-------- SOURCE EXCERPT

Read more about the pipeline interface concept in the looper documentation sections linked below:

Main features

Let’s consider the examples below that illustrate the pipeline interface-related functionality of BiocProject package.

`bioconductor` section in the pipeline interface

The first advantage of pipeline interfce concept is the data processing function declaration possibility in the pipeline interface itself. Since the data processing function is pipeline specific rather than project specific, it is much more convenient to place the bioconductor section within the pipeline section in the pipeline interface file.

----------------

- _TO BE DONE_
1 - Which names of software tools or software projects does the pipeline interface excerpt mention? List every one.
2 - Answer these questions from the pipeline interface excerpt:
(a) Where is the reader sent to read more about the pipeline interface concept?
(b) Is the data processing function described as pipeline specific or project specific?
(c) Where is it more convenient to place the bioconductor section?
3 - Set down the part of the pipeline interface excerpt that opens with the words "Let’s consider the" and closes with "pipeline interface file.".
Rely only on the pipeline interface excerpt for your answers.

-------- GIVEN RECORDS

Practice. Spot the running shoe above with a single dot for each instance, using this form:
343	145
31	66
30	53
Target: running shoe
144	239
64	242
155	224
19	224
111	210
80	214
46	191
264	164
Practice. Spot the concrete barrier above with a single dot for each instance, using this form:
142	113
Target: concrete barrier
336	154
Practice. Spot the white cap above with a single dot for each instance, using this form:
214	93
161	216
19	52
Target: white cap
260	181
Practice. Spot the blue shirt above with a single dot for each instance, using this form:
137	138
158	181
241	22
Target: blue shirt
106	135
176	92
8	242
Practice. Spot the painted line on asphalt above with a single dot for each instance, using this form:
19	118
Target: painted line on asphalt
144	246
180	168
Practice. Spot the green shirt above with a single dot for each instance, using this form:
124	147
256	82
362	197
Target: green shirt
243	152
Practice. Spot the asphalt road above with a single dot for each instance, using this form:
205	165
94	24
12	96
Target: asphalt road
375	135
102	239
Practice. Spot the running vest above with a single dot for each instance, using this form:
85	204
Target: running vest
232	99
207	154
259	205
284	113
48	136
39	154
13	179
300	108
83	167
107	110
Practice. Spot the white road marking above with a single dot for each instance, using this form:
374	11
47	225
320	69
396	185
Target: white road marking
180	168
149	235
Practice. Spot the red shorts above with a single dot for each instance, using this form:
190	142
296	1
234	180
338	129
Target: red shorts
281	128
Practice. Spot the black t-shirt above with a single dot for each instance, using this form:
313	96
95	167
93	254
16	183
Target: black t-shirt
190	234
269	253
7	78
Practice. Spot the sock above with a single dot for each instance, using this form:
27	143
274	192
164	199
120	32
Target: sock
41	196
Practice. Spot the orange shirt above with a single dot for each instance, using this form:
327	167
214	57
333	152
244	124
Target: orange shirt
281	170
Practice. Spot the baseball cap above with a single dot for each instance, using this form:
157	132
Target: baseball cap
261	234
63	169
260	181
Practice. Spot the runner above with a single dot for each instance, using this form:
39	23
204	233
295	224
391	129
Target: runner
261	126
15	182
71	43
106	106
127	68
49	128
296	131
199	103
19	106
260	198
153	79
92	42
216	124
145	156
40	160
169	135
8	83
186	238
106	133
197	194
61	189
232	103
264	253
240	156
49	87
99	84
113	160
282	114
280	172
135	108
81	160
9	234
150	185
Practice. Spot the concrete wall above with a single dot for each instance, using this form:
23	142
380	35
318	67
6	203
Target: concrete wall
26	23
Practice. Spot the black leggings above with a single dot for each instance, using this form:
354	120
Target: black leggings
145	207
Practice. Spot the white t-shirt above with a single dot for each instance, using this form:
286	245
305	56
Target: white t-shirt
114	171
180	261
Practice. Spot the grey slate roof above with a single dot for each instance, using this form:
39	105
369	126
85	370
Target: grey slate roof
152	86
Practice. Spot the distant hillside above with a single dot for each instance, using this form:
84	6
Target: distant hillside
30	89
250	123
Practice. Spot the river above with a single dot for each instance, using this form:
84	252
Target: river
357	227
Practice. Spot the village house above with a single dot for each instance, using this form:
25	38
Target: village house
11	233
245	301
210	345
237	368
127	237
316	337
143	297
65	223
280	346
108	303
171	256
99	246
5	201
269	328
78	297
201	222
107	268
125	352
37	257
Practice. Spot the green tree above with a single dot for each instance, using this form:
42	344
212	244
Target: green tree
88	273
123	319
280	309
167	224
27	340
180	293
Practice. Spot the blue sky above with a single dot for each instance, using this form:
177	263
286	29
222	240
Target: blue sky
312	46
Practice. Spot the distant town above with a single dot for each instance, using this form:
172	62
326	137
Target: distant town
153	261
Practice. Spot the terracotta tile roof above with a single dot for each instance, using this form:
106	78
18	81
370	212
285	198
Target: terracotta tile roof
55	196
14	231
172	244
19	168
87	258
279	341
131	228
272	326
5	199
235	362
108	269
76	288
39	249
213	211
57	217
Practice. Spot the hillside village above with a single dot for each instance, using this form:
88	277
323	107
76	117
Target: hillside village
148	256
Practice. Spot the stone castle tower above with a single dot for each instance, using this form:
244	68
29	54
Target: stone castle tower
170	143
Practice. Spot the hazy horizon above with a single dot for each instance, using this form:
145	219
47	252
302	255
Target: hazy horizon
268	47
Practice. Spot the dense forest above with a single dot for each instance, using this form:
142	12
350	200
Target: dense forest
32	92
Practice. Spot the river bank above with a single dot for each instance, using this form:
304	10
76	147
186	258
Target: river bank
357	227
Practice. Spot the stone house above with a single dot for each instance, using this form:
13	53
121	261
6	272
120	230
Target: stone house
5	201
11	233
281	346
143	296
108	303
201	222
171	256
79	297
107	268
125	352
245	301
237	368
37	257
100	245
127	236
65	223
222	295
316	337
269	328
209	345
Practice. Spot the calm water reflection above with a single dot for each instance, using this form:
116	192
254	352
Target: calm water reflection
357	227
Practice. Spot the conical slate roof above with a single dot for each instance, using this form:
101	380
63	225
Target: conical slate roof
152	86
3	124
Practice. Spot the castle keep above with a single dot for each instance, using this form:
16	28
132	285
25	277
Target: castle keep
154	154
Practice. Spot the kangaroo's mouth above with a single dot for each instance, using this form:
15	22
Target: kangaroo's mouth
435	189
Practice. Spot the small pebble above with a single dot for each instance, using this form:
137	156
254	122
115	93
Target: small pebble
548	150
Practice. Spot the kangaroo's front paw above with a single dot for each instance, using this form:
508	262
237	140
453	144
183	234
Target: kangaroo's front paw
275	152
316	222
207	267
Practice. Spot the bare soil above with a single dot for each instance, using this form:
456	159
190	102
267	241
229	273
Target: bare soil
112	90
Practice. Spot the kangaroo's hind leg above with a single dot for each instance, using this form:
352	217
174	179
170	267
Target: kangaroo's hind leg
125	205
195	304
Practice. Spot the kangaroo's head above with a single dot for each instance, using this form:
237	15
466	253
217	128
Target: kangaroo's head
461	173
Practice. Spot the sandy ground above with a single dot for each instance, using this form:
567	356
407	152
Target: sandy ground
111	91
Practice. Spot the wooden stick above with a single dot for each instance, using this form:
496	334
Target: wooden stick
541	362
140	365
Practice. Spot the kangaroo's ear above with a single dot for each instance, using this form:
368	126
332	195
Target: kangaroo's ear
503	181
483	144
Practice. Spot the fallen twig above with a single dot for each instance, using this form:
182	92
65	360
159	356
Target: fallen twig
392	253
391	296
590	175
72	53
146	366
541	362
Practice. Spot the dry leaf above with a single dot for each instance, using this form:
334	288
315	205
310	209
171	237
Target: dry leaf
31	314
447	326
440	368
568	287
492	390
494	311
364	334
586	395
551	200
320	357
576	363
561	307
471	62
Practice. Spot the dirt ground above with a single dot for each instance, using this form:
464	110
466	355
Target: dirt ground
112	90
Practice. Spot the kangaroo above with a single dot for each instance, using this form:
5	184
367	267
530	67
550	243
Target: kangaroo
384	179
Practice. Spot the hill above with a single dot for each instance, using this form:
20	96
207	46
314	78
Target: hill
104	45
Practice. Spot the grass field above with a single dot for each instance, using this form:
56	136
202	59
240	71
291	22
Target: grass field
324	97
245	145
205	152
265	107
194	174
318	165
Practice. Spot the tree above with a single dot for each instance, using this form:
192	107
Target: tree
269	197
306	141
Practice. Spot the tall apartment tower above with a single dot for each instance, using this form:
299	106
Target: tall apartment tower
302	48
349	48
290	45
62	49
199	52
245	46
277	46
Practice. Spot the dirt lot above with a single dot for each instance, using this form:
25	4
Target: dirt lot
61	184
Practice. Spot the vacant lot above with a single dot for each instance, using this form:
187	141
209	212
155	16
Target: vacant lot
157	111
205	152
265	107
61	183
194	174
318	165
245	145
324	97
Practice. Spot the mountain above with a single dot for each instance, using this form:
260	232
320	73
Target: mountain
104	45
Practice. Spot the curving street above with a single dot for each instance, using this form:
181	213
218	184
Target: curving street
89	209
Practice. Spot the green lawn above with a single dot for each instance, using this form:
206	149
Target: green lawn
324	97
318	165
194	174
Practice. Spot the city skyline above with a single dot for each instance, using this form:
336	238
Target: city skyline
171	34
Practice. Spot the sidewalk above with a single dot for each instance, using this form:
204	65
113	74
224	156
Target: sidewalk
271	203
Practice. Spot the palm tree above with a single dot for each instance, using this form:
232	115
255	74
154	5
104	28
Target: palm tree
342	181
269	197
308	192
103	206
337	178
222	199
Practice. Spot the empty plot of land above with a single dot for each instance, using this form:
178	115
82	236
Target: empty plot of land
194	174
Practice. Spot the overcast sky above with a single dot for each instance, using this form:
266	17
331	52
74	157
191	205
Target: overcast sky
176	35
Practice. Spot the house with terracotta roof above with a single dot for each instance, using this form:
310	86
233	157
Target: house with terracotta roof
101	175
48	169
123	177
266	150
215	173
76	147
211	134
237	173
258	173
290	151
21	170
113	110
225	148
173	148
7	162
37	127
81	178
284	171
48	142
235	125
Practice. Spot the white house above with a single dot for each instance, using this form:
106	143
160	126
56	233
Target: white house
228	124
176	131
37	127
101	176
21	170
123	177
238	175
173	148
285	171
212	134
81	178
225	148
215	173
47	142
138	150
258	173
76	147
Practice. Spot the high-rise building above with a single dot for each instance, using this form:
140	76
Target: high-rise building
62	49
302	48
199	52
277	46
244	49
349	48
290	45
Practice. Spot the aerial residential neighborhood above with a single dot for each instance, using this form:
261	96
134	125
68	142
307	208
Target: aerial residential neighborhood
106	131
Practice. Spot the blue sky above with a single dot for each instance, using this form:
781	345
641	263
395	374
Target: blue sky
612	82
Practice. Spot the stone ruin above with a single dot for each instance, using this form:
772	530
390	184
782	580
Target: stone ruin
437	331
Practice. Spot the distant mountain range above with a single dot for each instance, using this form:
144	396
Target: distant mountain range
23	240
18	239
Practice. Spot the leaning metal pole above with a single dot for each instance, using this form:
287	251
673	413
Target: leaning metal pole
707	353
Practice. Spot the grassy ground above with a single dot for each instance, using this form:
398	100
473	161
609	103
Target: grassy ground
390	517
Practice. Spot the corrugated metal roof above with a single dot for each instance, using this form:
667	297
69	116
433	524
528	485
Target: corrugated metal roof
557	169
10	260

----------------

- _ANSWERS TO THE EXERCISE_
1 -
looper
BiocProject
bioconductor

2 -
(a) To the looper documentation sections linked below.
(b) Pipeline specific rather than project specific.
(c) Within the pipeline section in the pipeline interface file.

3 -
Let’s consider the examples below that illustrate the pipeline interface-related functionality of BiocProject package.

`bioconductor` section in the pipeline interface

The first advantage of pipeline interfce concept is the data processing function declaration possibility in the pipeline interface itself. Since the data processing function is pipeline specific rather than project specific, it is much more convenient to place the bioconductor section within the pipeline section in the pipeline interface file.